───── Data section ─────

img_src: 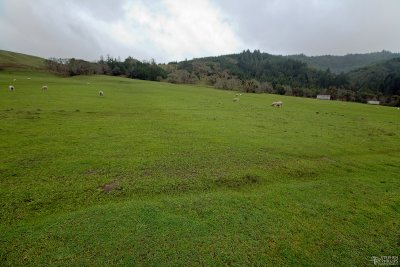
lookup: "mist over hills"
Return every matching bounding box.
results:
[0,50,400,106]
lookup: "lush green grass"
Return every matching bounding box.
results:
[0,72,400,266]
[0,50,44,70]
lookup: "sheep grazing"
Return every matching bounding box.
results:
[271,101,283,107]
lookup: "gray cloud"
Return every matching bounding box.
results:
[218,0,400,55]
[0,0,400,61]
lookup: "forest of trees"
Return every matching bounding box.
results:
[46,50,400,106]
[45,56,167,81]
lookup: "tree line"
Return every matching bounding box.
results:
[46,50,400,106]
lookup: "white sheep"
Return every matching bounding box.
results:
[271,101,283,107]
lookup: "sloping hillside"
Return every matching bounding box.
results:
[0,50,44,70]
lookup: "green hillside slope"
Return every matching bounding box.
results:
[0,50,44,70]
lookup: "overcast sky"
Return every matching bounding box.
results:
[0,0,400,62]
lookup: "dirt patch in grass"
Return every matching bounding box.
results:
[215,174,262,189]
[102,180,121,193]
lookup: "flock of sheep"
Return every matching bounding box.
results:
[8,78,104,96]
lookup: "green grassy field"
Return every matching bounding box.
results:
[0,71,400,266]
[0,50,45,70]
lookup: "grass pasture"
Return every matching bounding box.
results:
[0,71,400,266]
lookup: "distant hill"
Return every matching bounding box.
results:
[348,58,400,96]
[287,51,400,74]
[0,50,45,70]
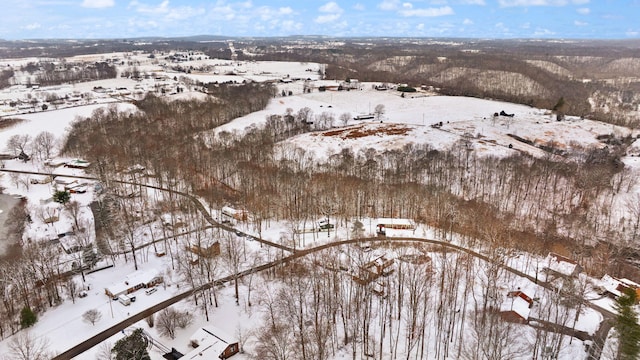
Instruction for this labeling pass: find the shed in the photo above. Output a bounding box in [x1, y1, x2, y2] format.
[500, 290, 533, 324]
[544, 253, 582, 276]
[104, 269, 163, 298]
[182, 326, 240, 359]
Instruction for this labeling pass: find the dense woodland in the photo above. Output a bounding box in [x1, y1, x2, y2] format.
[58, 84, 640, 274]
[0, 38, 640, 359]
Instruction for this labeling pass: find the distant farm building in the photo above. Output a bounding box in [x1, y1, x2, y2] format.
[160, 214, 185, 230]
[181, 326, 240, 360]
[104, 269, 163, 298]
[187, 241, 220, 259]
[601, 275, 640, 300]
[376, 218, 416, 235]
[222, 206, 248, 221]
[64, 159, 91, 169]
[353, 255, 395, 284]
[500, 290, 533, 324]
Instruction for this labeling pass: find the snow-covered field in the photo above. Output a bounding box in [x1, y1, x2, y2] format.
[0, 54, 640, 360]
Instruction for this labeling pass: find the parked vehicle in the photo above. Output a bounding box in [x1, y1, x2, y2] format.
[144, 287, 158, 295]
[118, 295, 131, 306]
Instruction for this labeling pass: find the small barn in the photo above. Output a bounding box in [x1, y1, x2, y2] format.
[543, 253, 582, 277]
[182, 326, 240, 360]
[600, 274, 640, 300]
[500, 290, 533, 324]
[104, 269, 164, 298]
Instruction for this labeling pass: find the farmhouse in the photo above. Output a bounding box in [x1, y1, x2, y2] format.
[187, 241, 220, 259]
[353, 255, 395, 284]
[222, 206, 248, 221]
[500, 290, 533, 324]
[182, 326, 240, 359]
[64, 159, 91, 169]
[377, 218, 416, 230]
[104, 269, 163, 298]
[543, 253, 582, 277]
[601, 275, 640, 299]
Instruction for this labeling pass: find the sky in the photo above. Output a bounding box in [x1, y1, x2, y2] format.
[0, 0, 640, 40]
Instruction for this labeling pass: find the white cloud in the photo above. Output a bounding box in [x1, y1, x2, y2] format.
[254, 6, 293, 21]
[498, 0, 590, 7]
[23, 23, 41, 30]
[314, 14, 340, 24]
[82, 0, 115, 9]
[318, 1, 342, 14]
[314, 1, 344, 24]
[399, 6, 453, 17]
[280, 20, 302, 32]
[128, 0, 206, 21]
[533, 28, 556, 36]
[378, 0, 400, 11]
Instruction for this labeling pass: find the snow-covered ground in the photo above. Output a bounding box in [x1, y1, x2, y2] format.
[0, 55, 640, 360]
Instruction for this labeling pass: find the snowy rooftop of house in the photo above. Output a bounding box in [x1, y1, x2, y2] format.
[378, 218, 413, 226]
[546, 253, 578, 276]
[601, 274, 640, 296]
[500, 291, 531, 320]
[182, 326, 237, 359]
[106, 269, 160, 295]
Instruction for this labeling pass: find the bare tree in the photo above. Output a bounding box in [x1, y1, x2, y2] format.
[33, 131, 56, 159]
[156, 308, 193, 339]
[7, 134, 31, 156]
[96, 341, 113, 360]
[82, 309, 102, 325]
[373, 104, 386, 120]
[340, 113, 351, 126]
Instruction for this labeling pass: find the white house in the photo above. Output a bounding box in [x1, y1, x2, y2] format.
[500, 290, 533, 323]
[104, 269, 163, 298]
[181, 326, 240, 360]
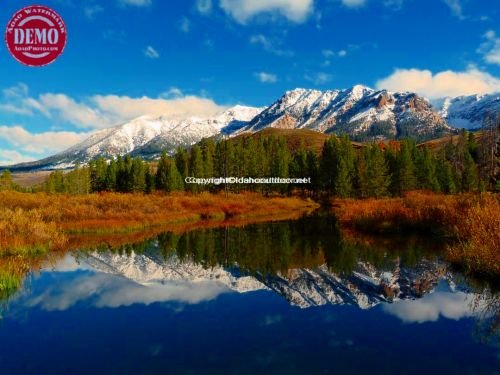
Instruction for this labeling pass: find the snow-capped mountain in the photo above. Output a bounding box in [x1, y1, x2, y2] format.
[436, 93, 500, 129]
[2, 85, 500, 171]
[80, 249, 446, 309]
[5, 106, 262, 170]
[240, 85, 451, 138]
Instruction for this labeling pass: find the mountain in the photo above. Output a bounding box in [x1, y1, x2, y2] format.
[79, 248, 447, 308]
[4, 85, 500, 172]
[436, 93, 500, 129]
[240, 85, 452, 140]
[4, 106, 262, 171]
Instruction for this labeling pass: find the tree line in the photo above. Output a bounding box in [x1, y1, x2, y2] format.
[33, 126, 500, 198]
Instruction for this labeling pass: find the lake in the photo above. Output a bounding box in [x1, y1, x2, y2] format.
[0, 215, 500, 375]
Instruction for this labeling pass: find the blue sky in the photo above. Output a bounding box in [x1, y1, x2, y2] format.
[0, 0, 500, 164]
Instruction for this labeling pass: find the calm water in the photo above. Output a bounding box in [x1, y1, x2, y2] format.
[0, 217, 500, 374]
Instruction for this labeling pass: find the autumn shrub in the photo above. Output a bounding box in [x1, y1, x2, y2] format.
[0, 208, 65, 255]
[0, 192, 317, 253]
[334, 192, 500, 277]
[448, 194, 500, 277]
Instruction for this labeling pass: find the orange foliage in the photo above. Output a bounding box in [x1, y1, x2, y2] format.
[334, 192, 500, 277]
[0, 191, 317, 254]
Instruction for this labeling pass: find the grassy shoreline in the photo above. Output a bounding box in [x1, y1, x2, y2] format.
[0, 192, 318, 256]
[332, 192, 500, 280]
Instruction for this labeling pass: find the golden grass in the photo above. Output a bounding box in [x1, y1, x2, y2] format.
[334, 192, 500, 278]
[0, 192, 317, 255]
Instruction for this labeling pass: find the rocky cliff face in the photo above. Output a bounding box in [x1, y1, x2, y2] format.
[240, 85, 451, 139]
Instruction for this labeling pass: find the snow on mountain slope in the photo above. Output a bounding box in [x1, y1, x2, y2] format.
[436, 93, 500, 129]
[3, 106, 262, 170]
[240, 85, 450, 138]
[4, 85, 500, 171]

─────
───── Data section ─────

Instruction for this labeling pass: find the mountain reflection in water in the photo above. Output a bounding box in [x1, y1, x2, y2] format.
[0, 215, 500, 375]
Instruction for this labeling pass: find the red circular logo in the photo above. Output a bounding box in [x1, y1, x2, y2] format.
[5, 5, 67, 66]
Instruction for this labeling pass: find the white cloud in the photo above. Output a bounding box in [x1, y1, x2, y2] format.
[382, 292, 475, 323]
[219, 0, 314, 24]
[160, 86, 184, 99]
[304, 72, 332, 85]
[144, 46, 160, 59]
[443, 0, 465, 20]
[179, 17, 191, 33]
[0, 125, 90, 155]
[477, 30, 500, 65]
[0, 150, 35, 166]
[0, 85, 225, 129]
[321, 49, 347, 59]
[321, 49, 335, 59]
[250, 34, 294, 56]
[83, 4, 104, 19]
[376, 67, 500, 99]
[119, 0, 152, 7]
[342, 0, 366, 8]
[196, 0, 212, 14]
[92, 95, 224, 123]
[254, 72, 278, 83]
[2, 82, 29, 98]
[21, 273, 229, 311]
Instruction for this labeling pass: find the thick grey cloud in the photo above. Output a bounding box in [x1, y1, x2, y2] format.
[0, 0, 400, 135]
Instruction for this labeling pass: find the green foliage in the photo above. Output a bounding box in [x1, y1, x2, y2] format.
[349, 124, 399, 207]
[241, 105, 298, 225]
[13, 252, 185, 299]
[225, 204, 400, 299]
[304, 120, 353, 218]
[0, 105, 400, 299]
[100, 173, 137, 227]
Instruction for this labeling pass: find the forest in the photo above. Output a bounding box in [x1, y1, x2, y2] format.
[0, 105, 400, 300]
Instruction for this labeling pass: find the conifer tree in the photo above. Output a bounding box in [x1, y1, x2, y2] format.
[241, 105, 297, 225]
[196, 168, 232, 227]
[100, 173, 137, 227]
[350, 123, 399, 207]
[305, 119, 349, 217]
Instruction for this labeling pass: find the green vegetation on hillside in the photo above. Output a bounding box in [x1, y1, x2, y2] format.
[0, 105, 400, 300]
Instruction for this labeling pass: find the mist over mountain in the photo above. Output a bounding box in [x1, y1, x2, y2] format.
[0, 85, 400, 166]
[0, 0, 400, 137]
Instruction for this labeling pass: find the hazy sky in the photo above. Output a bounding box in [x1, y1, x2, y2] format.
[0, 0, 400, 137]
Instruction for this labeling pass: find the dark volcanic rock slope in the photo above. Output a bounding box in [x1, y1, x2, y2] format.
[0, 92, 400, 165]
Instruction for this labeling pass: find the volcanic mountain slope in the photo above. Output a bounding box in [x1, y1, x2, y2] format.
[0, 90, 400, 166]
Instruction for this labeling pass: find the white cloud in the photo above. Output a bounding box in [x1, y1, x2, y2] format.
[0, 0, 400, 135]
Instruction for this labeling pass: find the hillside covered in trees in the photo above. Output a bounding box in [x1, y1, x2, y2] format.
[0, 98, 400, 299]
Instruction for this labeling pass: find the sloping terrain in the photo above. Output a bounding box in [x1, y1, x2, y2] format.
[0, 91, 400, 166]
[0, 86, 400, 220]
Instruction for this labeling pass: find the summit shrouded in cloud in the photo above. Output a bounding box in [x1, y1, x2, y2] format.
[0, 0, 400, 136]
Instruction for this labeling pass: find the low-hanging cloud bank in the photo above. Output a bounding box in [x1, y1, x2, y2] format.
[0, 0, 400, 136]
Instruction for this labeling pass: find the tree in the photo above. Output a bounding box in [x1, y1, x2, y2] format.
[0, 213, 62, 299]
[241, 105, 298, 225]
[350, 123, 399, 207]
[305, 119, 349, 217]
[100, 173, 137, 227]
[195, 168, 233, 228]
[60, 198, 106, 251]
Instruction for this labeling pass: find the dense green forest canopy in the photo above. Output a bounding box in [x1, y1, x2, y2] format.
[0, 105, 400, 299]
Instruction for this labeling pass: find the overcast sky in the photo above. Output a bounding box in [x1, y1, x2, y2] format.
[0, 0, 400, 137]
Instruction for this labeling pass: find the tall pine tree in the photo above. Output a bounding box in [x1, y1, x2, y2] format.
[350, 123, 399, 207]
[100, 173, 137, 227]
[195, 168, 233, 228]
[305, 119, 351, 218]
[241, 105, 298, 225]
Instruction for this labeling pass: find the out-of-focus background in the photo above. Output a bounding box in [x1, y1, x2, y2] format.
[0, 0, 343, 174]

─────
───── Data section ─────

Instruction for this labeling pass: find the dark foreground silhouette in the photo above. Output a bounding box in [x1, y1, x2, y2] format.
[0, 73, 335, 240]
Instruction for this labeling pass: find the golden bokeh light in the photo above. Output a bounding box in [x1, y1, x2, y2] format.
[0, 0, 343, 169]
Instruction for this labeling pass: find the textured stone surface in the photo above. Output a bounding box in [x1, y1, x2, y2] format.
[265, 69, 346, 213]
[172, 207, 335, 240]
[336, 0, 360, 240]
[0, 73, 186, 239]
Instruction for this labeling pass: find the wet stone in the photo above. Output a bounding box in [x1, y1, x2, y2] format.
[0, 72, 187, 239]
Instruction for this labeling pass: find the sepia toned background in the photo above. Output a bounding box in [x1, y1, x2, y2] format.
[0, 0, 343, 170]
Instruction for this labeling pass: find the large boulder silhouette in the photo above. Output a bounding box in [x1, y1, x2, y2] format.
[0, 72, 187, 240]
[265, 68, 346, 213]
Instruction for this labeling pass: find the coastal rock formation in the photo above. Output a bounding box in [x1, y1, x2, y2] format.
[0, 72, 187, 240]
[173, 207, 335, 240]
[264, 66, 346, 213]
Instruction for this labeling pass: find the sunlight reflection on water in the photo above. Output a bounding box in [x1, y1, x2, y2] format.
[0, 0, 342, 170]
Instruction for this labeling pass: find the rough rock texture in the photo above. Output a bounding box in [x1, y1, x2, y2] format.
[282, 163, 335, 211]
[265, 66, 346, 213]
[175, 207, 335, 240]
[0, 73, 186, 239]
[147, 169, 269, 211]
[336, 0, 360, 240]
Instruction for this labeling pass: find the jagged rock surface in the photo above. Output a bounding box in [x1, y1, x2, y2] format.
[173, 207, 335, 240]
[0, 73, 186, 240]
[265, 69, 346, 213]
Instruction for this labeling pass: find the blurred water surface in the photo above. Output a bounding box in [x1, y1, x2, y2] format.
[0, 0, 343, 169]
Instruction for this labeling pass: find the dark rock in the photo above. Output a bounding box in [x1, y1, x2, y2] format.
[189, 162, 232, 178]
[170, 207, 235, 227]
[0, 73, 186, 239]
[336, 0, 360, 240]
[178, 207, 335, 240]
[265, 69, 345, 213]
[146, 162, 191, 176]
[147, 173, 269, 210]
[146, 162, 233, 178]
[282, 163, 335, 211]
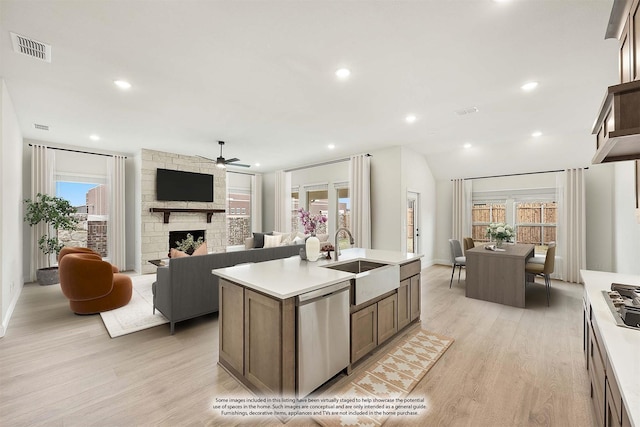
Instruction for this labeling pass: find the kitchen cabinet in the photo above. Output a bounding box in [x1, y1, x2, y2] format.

─────

» Objective
Retype the lines verbatim, beginning at the line that contains "Instruction for this labeling pass: find the bare" and stopping after the line that contains "[373, 104, 386, 120]".

» Answer to the task
Instruction for this labeling pass: find the bare tree in the photo above. Output a bounding box in [x1, y1, x2, y2] format.
[33, 131, 56, 159]
[156, 308, 193, 339]
[7, 134, 31, 156]
[96, 341, 113, 360]
[82, 309, 102, 325]
[373, 104, 386, 120]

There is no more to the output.